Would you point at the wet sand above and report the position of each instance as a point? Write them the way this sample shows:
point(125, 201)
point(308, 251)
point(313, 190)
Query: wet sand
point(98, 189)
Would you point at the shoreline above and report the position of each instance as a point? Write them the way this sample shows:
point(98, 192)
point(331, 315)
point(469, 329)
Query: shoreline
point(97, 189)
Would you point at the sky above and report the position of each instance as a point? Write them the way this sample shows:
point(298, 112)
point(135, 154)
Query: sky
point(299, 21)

============================================================

_Task directions_:
Quote every line of the data, word for word.

_Solution for this problem_:
Would you point at the wet sand above and report the position of each instance as a point? Write them the way this sample shows:
point(125, 201)
point(308, 251)
point(313, 190)
Query: wet sand
point(98, 189)
Would you point at the shoreline above and report the position of each instance as a point? Write them the way this sample shows:
point(98, 192)
point(331, 315)
point(469, 329)
Query: shoreline
point(97, 189)
Would you point at the sky above and report the position of each instance as a point? Write them the way this sample shows:
point(298, 112)
point(135, 154)
Query: sky
point(299, 21)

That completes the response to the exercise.